#### TEXTO SELECIONADO:
*****
Uma vez alguém já disse: “Não gosto de política”.

Não poucas vezes, ouvimos, à boca pequena, expressões como essas: “Odeio política”, “Não gosto de política”, “Tenho nojo de política”..., Principalmente em tempos de eleição. A política parece sempre ocupar os extremos do amor e do ódio, do ame-a ou deixe-a, da alegria e da tristeza, do bem e do mal, do calor e do frio, do grito e do silêncio, do conformismo e do ativismo. Assim é a política na boca de milhares de pessoas, ou doce ou amarga ou agridoce.
Para vulgarizarmos um pouco menos e não banalizarmos por demais a palavra política é importante entendermos três acepções sobre ela: a primeira assume uma conotação de governo, autoridade e administração da coisa pública ou do tesouro de todos, sob a forma de Estado; a segunda dá a idéia de atividade realizada por especialistas, profissionais, políticos pertencentes a um certo tipo de organização sociopolítica – os partidos – que disputam o direito de governar, ocupando cargos e postos no Estado; por fim, este último significado advém do anterior porque é o mais popular, no sentido de ser o mais corrente por se tratar de uma visão negativa da política, admitindo colocar sob suspeita as práticas secretas de quem exerce o poder e se beneficia dele.
O calor político é produzido pela oposição dos três sentidos mencionados acima, que na prática se confirma mais ainda. Aflora-se, com isso, um paradoxo na divergência entre o primeiro e o último sentido da palavra política, pois o primeiro se refere a algo geral concernente à sociedade como um todo com suas leis e seus costumes, seus direitos e obrigações, reivindicações, resistências e desobediências, enquanto o último sentido afasta a política de nosso alcance, blindando-a. Daí, muitas interpretações parecem viáveis acerca da política ou de quem administra a coisa pública; que vão desde os casos de corrupção aos casos de transparência e de lisura administrativa.
*****
[Entradas de dados]
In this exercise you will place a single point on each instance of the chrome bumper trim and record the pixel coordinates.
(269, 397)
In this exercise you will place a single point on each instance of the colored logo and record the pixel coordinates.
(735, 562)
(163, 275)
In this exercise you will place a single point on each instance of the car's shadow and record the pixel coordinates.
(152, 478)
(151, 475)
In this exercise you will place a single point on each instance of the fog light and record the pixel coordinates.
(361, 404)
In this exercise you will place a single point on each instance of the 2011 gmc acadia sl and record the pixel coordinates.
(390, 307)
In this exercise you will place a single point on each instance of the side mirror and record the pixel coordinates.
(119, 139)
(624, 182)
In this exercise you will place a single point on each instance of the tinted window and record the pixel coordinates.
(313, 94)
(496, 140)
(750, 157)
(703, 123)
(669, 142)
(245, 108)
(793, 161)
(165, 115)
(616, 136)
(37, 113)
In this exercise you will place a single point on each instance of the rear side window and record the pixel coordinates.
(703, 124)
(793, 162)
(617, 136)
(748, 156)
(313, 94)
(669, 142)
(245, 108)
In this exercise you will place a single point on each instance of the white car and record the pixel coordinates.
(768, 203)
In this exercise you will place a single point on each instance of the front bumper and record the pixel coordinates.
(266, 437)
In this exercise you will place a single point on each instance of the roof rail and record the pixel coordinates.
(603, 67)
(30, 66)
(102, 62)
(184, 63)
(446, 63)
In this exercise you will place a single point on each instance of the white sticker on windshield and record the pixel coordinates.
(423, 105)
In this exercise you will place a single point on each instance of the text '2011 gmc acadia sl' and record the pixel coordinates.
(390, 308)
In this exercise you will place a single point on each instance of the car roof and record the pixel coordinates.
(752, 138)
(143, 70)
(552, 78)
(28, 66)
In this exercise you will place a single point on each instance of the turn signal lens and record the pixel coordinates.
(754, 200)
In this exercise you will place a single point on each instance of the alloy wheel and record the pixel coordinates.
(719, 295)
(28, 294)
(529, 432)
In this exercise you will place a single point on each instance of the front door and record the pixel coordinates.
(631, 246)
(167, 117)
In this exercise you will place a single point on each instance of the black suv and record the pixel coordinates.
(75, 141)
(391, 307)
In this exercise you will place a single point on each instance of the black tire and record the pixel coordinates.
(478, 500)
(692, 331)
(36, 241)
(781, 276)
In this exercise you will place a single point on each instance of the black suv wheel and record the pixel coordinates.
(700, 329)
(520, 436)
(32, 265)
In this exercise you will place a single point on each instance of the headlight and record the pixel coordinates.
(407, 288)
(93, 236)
*****
#### PEDIDO DA TAREFA:
Copie do texto sobre política o trecho que começa em "Para vulgarizarmos um" e vai até "se beneficia dele.", inclusive. As linhas não têm nenhum papel nisto.

#### RESPOSTA ABAIXO:
Para vulgarizarmos um pouco menos e não banalizarmos por demais a palavra política é importante entendermos três acepções sobre ela: a primeira assume uma conotação de governo, autoridade e administração da coisa pública ou do tesouro de todos, sob a forma de Estado; a segunda dá a idéia de atividade realizada por especialistas, profissionais, políticos pertencentes a um certo tipo de organização sociopolítica – os partidos – que disputam o direito de governar, ocupando cargos e postos no Estado; por fim, este último significado advém do anterior porque é o mais popular, no sentido de ser o mais corrente por se tratar de uma visão negativa da política, admitindo colocar sob suspeita as práticas secretas de quem exerce o poder e se beneficia dele.